─── Kaynak metin ───
Asuri Süryaniler ve Keldaniler için; Kutsal Dicle Nehrinin (antik metinlerde adı Tigris) batı yakasındaki dağlık bölge; Turabdin olarak bilinir. Açılımı şudur ki; Tanrının hizmetkârlarının (kullarının) dağı (mekânı) olarak bilinir.
Milattan sonra 4. Yüzyıldan bu yana bölgede kurdukları 80 dolayındaki manastırları ile varolmuş bir topluluk, halk Asuri Süryaniler ve Keldaniler...
Betnahrin de derler turabdin çeperlerinin doğudan batıya, kuzeyden güneye genişle(til)miş ve iki nehir arası anlamına gelen haline.
Dünyanın neresine gitseler, yerleşseler kendileri için anayurt-babayurt, ata dede yadigarı topraklar olarak bilirler. Öyle de yaşarlar(dı) o diyarlarda.
Sanki belleklerinde Didem Madak'ın dizeleri gibidir onlar için köyleri;
"Ölümün ötesinde bir köy vardı,
Orda, uzakta, kalbimin en doğusunda"
Şimuni (65) ve Hürmüz (71) Diril çifti 1989 yılında Şırnak'ın Beytüşşebap ilçesine bağlı adı Mehrî (Asurice), Kovankaya (Türkçe) olan dönemin politikası sonucu boşaltılan köylerinden ayrılıp İstanbul'a yerleşiyorlar. Altısı kız,beşi oğlan 11 çocukları var. İstanbul hep dar geliyor çifte onca devasa bir şehir olmasına rağmen.
1992'de bütün riski göze alarak tekrar dönüyorlar köylerine. Ama 1994'de bir daha boşaltılıyor köyleri. Yeniden İstanbul'a dönüyorlar.
Tam 17 yıl sonra 2011'de yeniden dönüyorlar köylerine ve baharın ve yazın, her yılın beş ayını iki yıl kadar köyde geçiriyorlar. 2014 yılından sonra da artık tümüyle tekrar köylerine dönüyorlar. Köyde o tarihten sonra yerleşik altı hane olduğu kayıtlarda.
Şimuni ve Hürmüz Diril çiftinden 11 Ocak 2020 tarihinden bu yana haber yoktu, kayıptılar. Şimuni Diril'in cesedi 70 gün sonra evlerinin yakınındaki dere yatağında bulundu. Eşi Hürmüz Diril halen kayıp.
Yine böyle bir kayıp vakası (oğlu) sonucu evini, köyünü terk edip yurt dışına giden ve yıllar sonra kemikleri bir kuyuda bulundu diye gelen haber üzerine topraklarına dönen bir babanın ve ailesinin; baba oğulun birlikte yaptığı el emeği bir kapı üzerinden hikâyesinin anlatıldığı "Kapı" filmini geçtiğimiz yıl izlemiştim, onu anımsadım.
─── Gösterilen veriler ───
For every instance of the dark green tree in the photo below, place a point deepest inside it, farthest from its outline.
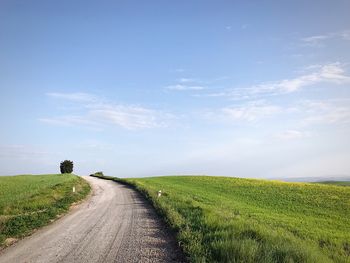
(66, 167)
───
## [Verilen görevler]
a – Turabdin ve Diril çifti hakkındaki metne göre şu soruları yanıtlayın:
(i) Turabdin adının açılımı nedir?
(ii) Şimuni ve Hürmüz Diril çiftinin kaç çocuğu var?
(iii) Şimuni Diril'in cesedi kaç gün sonra ve nerede bulundu?
b – Turabdin ve Diril çifti hakkındaki metni son cümlesinden sonra sürdürün.

## [Cevaplar]
a –
(i) Tanrının hizmetkârlarının (kullarının) dağı (mekânı).
(ii) 11 çocukları var; altısı kız, beşi oğlan.
(iii) 70 gün sonra, evlerinin yakınındaki dere yatağında bulundu.

b –
"Bi masumu öldürmek günah değil mi?" diyordu baba! "O kapının üstündeki su damlası, benim 25 yıldır koklayamadığım oğlumun teri. O kapının üstündeki hayat ağacının dalları kırık artık. O kapıdaki güvercinler yok artık! Çünkü biz; evimizden, barkımızdan, yurdumuzdan göç ettik..." ve film bir kuyunun ağzında derinlere hançeresini yırtarcasına bağıran ananın feryadı ile bitiyordu.
TIKLAYIN- "Kapı" – Süryani’nin Bitmeyen Gözyaşı!/ Feyyaz Kerimo
Diril ailesi 1994'te faili meçhul cinayetler ve kayıplar döneminde biri 12, diğeri 16 yaşlarında iki kuzen çocuklarını da kaybetmişler. Hâla akıbetleri bilinmiyormuş!
Soyadları "Diril"di. Belki de kutsiyetine inandıkları coğrafyalarındaki köylerine yeniden can, hayat bulup "dirilmek" için mi gelmişlerdi sanki!
Ama, sanki Murathan Mungan o acı kaderi yazmıştı zaten hayli yıllar evvelinden;
"Gökyüzünün karanlık kefeniyle örtük
Yıldızların delik deşik ettiği ölüleriz
Adsız ölüleriz
Adları bir coğrafya ile yan yana yazılan
...
Dağlanmış dil, narın rengi
On binlerin dönüştüğü uğuldarken
Doğunun yeni defteri
Topraktan çobanyıldızına değin
Her yer her şey karanlık bir pusuda
Yazının, tekerleğin, tarihin
İlk çocuklarından
Ey büyük mezopotamya
İki bin yıllık gece
Dön geri bak
Kardeşlerim ölüyor kalbimin doğusunda"
Ez cümle içimden dökülenlerdir:
Yaşasaydı Şimuni Diril Hanım,
Evet yaşasaydı eğer
Ona da yasaklayacaklardı sokağı belki!
Altmışbeşindeydi çünkü,
malum yaş yasağı,
'evde kal'
aman ölme,
sen bize lazımsın diyecekler miydi sahi!
Demediler!
Ve dahi yaşına da bakmadılar.
Daha önce de bakmamışlardı,
soyundan olanların yaş kütüklerine.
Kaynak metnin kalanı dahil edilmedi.